Labeled area outline items
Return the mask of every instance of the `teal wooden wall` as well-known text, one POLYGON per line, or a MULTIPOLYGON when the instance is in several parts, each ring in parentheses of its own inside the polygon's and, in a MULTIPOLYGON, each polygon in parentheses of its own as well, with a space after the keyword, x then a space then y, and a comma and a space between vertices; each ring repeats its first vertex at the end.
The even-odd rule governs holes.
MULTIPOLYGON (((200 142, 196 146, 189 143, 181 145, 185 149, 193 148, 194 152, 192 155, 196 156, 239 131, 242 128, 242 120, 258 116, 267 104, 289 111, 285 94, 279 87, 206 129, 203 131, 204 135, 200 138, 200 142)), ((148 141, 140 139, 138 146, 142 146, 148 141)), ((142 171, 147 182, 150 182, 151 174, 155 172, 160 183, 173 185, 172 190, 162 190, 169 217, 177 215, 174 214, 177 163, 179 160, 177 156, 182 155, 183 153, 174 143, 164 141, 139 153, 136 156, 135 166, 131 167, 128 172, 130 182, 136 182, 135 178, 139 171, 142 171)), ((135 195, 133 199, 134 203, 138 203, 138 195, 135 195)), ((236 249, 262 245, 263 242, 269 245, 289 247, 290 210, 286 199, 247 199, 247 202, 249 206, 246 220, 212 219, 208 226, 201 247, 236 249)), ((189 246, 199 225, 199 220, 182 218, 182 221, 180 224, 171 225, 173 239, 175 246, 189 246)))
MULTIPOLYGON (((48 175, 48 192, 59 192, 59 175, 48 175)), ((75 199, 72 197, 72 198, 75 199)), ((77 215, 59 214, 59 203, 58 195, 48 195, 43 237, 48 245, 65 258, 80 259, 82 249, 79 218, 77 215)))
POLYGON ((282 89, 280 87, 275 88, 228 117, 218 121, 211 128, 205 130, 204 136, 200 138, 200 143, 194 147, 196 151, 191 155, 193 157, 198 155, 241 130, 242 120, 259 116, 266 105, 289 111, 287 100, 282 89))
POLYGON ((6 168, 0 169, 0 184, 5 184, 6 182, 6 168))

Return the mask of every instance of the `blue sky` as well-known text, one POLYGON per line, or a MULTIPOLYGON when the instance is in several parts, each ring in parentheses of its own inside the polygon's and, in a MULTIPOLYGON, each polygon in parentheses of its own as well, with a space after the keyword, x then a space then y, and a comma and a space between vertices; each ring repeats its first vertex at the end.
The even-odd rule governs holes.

DIRECTION
Please rewrite the lines from the start of the items through the line containing "POLYGON ((6 168, 0" as a Markdown table with the columns No. and Line, one row per line, skipping any blank lines.

PROBLEM SOLUTION
| No. | Line |
|---|---|
| 1 | Return the mask of every instance of the `teal wooden wall` as well-known text, one POLYGON per line, or a MULTIPOLYGON when the instance is in several parts, each ring in parentheses of its own inside the polygon's and, in a MULTIPOLYGON, each polygon in parentheses of its own as well, with a space after the keyword, x then a space then y, and a comma and a space between vertices; each ring repeats its first vertex at the end. |
| 2 | The even-odd rule governs holes. |
| 3 | MULTIPOLYGON (((200 142, 196 146, 189 143, 181 145, 185 149, 193 148, 194 152, 192 155, 196 156, 239 131, 242 128, 242 120, 258 116, 267 104, 289 111, 285 94, 279 87, 206 129, 203 131, 204 135, 200 138, 200 142)), ((148 141, 140 139, 138 146, 142 146, 148 141)), ((142 171, 147 182, 150 182, 151 174, 155 172, 160 183, 173 185, 172 190, 162 190, 169 217, 177 215, 174 214, 177 163, 179 160, 177 156, 182 155, 183 153, 174 143, 164 141, 139 153, 136 156, 135 166, 131 167, 128 172, 130 182, 136 182, 135 178, 139 171, 142 171)), ((135 195, 133 199, 134 203, 138 203, 138 195, 135 195)), ((236 249, 262 245, 263 242, 269 245, 289 247, 290 210, 286 199, 247 199, 247 202, 249 206, 246 220, 212 219, 208 226, 201 247, 236 249)), ((189 246, 199 225, 199 220, 182 218, 182 221, 180 224, 171 225, 173 239, 175 246, 189 246))) |
| 4 | MULTIPOLYGON (((48 175, 48 192, 59 192, 59 175, 48 175)), ((75 199, 72 197, 72 198, 75 199)), ((77 215, 59 214, 59 203, 58 195, 48 195, 43 237, 48 245, 65 258, 80 259, 82 249, 79 218, 77 215))) |
| 5 | POLYGON ((282 89, 280 87, 275 88, 228 117, 218 121, 211 128, 205 130, 204 136, 200 138, 200 143, 194 147, 196 151, 191 155, 193 157, 198 155, 241 130, 242 120, 259 116, 266 105, 289 111, 287 100, 282 89)) |
| 6 | POLYGON ((6 168, 0 169, 0 184, 5 184, 6 182, 6 168)) |